— Exercise —
Please output the section of the listing below that opens with the line containing "box: [210, 197, 247, 226]" and closes with the line containing "214L305 224L309 212L286", exactly and with nothing else.

— Exercise inputs —
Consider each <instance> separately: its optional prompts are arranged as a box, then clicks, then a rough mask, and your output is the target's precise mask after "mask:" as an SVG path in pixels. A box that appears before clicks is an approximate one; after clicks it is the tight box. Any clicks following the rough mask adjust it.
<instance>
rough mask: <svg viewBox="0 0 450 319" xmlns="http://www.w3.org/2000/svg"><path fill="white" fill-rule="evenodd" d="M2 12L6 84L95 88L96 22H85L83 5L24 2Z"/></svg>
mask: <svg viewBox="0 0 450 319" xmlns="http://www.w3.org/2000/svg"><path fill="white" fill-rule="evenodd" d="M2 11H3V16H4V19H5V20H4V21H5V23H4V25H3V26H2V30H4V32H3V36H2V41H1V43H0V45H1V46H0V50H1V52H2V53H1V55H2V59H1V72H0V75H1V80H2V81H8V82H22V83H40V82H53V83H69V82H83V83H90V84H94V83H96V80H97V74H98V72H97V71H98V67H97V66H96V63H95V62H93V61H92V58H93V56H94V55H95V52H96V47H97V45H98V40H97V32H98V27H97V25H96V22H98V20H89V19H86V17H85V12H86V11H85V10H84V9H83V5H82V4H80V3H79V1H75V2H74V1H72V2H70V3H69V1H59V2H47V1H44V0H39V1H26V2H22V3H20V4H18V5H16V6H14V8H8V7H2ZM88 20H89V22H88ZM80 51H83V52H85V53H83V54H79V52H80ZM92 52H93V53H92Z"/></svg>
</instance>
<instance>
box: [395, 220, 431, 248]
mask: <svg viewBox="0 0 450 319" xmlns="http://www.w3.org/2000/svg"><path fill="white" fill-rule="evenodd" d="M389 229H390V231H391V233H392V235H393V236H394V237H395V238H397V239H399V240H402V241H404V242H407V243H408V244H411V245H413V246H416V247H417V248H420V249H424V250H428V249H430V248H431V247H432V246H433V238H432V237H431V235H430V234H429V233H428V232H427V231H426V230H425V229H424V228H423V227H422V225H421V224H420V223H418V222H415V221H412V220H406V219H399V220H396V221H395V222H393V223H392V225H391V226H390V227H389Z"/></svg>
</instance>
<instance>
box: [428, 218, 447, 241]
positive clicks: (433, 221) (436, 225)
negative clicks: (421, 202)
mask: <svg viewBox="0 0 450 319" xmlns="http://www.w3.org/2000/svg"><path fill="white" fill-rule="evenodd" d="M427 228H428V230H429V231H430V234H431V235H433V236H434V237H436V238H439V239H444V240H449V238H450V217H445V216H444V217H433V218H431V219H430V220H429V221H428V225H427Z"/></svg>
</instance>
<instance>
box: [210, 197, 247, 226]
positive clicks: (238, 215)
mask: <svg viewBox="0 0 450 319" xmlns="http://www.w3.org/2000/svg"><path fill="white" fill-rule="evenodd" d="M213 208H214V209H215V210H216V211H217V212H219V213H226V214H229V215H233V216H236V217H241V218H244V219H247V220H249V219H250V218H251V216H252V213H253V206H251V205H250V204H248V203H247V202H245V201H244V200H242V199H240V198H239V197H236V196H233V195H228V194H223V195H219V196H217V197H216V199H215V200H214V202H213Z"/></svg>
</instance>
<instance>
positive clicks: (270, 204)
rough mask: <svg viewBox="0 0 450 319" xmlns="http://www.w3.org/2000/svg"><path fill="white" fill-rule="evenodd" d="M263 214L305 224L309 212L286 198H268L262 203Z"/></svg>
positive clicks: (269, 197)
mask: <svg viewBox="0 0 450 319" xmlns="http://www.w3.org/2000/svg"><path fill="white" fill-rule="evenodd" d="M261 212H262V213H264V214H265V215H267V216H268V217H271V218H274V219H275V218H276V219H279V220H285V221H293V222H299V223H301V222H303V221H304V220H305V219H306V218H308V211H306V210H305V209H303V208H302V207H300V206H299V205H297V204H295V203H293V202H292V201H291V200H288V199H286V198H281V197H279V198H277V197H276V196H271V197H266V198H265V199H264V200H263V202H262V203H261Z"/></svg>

— Answer section —
box: [210, 197, 247, 226]
positive clicks: (238, 215)
mask: <svg viewBox="0 0 450 319" xmlns="http://www.w3.org/2000/svg"><path fill="white" fill-rule="evenodd" d="M213 208H214V209H215V210H216V211H217V212H219V213H226V214H229V215H233V216H236V217H241V218H244V219H247V220H249V219H250V218H251V216H252V213H253V206H251V205H250V204H248V203H247V202H245V201H244V200H242V199H240V198H239V197H236V196H233V195H228V194H223V195H219V196H217V197H216V199H215V200H214V202H213Z"/></svg>
</instance>
<instance>
positive clicks: (270, 204)
rough mask: <svg viewBox="0 0 450 319" xmlns="http://www.w3.org/2000/svg"><path fill="white" fill-rule="evenodd" d="M263 214L305 224L309 212L286 198H268L262 203Z"/></svg>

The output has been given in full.